[PASSAGE SHOWN]
Prediagnostic performance studies

We focused on prediagnostic performance studies, which have received relatively little attention in multicancer detection test evaluation. There are 2 types of prediagnostic performance studies, depending on the data used to develop the prediction model: validation-only studies and development-validation studies.

A validation-only prediagnostic performance study, such as the American Cancer Society Cancer Prevention Study-3 (14), uses 1) the specimens from the diagnostic performance study as a training sample for model development and 2) the specimens from the prediagnostic performance study as a validation sample for performance evaluation. In other words, model development involves classifying specimens into a current diagnosis of cancer or no cancer, and performance evaluation involves classifying specimens into a future diagnosis of cancer during follow-up or no future diagnosis of cancer.

A development-validation prediagnostic performance study, such as the Taizhou Longitudinal Study (15), splits the set of prediagnostic specimens into a training sample for model development and a validation sample for performance evaluation. Ideally, the split would involve a nonrandom sample to investigate generalizability. Unlike the validation-only study, both model development and performance evaluation involve classifying specimens into a future diagnosis of cancer during follow-up or no future diagnosis of cancer. Thus, model development in a development-validation study is more likely to yield good validation performance than model development in a validation-only study. To increase the sample size for model development, it may be possible to use bootstrapping for performance evaluation (19). With a development-validation prediagnostic performance study, the diagnostic performance study can be viewed as proof of principle.

Metrics for prediagnostic performance

A prediagnostic performance study can evaluate multicancer detection tests for specific cancers so that investigators can refine the set of cancers the multicancer detection test is targeting. Evaluating the multicancer detection test for all cancers combined is less useful because overall performance is dominated by some cancers and is not relevant to treatment decisions, which involve specific cancers. Therefore, we consider study design considerations for specific cancers in a multicancer detection test. With some approximations, we evaluate multicancer detection test performance using the same metrics as would be used to evaluate individual cancer tests.

For computing sample size, we use the cancer-specific true-positive and false-positive rates. The true-positive rate (TPR) for cancer j is the fraction of cases of cancer j with a positive multicancer detection test for cancer j. The false-positive rate (FPR) for cancer j is the fraction of the randomly selected controls with a positive multicancer detection test for cancer j. Varying cut points of the risk score to compute pairs of false-positive rate and true-positive rate for cancer j yields a receiver operating characteristic curve for cancer j. As we will discuss, we suggest focusing the analysis on the point on the receiver operating characteristic curve with false-positive rate = 0. One can always set false-positive rate = 0 by making the cut point of the risk score for a positive multicancer detection test result larger than the largest risk score among the controls.

[ASSIGNMENT A] In the passage on prediagnostic performance studies, what two samples does a development-validation study split the prediagnostic specimens into?
[ASSIGNMENT B] Reproduce the passage on prediagnostic performance studies verbatim from "We focused on" to "and development-validation studies.".

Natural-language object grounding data
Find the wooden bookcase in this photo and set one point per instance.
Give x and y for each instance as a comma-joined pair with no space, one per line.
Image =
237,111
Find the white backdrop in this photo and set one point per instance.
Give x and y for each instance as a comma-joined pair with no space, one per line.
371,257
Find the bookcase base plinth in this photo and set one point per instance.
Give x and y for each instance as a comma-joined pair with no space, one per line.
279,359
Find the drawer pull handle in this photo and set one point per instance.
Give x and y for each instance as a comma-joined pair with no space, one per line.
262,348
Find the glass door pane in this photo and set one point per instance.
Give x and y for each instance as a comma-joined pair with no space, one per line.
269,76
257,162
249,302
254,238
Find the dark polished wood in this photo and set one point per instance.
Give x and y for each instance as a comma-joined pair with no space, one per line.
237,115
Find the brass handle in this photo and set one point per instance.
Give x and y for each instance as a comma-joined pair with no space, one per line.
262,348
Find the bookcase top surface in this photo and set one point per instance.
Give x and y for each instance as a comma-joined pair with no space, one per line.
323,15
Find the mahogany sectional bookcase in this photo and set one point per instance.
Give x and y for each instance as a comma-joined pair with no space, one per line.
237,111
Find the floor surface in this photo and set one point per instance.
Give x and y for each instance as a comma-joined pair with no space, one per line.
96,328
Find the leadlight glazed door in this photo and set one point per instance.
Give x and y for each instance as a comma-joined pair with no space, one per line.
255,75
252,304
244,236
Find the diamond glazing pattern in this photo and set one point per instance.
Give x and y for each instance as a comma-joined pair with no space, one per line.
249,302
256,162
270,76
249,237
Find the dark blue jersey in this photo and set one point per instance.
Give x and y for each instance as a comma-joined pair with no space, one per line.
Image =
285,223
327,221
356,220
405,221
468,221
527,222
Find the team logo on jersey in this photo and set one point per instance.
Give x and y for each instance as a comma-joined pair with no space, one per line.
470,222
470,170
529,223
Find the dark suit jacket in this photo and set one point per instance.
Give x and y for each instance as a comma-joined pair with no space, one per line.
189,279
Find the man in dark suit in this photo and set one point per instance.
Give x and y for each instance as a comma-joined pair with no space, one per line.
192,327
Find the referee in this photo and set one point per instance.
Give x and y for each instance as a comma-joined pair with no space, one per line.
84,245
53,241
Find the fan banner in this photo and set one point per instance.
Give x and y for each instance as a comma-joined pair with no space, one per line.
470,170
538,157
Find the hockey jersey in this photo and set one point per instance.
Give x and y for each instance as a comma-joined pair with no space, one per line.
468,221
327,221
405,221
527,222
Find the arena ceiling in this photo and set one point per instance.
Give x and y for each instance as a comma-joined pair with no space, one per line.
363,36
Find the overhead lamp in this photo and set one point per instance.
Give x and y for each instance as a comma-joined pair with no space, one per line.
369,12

[EXERCISE OUTPUT A] A training sample for model development and a validation sample for performance evaluation.

[EXERCISE OUTPUT B]
We focused on prediagnostic performance studies, which have received relatively little attention in multicancer detection test evaluation. There are 2 types of prediagnostic performance studies, depending on the data used to develop the prediction model: validation-only studies and development-validation studies.